----- Record excerpts
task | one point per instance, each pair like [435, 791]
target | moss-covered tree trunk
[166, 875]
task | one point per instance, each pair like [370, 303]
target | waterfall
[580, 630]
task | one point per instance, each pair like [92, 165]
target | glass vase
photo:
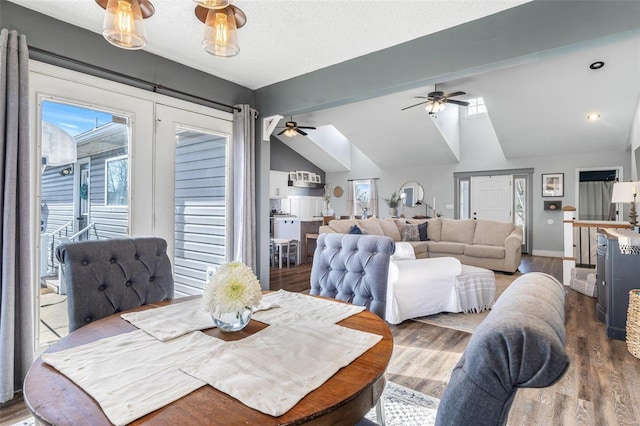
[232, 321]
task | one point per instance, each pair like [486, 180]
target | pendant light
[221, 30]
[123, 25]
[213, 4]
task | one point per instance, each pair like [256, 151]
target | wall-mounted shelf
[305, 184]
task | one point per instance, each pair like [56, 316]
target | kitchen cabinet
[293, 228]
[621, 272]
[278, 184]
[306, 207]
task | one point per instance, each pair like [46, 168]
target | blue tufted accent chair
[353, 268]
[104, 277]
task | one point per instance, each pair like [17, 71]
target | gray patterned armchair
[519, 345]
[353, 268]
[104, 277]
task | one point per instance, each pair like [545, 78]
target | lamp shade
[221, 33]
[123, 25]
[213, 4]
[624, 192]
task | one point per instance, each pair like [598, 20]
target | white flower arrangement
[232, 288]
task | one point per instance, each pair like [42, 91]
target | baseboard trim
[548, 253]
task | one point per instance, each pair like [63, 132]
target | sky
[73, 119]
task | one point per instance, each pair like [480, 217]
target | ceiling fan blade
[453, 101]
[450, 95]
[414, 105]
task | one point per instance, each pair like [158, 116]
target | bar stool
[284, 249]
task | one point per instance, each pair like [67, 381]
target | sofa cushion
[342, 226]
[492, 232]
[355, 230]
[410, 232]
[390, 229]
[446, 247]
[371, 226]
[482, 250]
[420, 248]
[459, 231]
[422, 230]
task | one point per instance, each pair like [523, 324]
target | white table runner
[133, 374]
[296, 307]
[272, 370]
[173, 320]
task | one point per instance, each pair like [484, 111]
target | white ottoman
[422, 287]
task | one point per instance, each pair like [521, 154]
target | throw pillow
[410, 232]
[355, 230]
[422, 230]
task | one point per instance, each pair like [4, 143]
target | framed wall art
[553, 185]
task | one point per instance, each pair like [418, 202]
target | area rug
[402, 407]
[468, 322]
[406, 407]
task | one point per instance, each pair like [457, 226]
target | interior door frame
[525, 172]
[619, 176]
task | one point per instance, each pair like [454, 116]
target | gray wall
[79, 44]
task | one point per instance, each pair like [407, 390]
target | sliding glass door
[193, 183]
----------
▸ **To do**: Rewrite all the entries, swapping "throw pillow" for "decorative pillow" and keeping everything else the same. Leave the picture out.

▸ **Worked answer**:
task | one point per instance, each pair like [435, 791]
target | moss-covered tree trunk
[166, 875]
task | one point per instance, each pair like [370, 303]
target | waterfall
[580, 630]
task | one point per instance, each pair like [92, 165]
target | glass vase
photo:
[232, 321]
task | one point per instance, each pair like [486, 180]
target | pendant light
[221, 30]
[123, 25]
[213, 4]
task | one point per instance, each pair like [256, 151]
target | wall-mounted shelf
[305, 184]
task | one point per instance, each pair like [56, 316]
target | kitchen cabinet
[293, 228]
[621, 272]
[278, 184]
[306, 207]
task | one point per instance, each pair like [46, 168]
target | blue tufted accent chair
[353, 268]
[104, 277]
task | one point per instance, each pair like [17, 71]
target | gray patterned armchair
[519, 345]
[353, 268]
[104, 277]
task | one point per instance, each pair like [545, 78]
target | lamp shade
[221, 33]
[123, 25]
[213, 4]
[624, 192]
task | one point per instance, each pair like [598, 20]
target | white flower arrangement
[232, 288]
task | one point per instance, each pair like [42, 91]
target | baseboard trim
[548, 253]
task | one point per instance, each pair like [63, 132]
target | sky
[73, 119]
task | one point per instance, each pair like [480, 217]
target | ceiling fan blade
[453, 101]
[450, 95]
[414, 105]
task | one point per instance, each pair like [158, 116]
target | bar stool
[284, 249]
task | one point per instance, each pair like [67, 381]
target | sofa cushion
[342, 226]
[492, 232]
[355, 230]
[410, 232]
[390, 229]
[446, 247]
[371, 226]
[482, 250]
[420, 248]
[459, 231]
[422, 230]
task | one point per instance, each pair like [523, 324]
target | white table runner
[133, 374]
[296, 307]
[272, 370]
[173, 320]
task | one point per instance, each pair like [484, 111]
target | white ottoman
[422, 287]
task | one point per instance, each pair like [521, 154]
target | decorative pillow
[410, 232]
[355, 230]
[422, 230]
task | one point per instance, each pair like [4, 143]
target | framed wall art
[553, 185]
task | one point per instance, each pair like [418, 202]
target | area rug
[402, 407]
[468, 322]
[406, 407]
task | one point per instance, each pair like [457, 226]
target | interior door frame
[525, 172]
[619, 176]
task | one point per instance, each pair like [454, 116]
target | gray wall
[79, 44]
task | one point per instance, each pair like [407, 390]
target | sliding glass door
[193, 183]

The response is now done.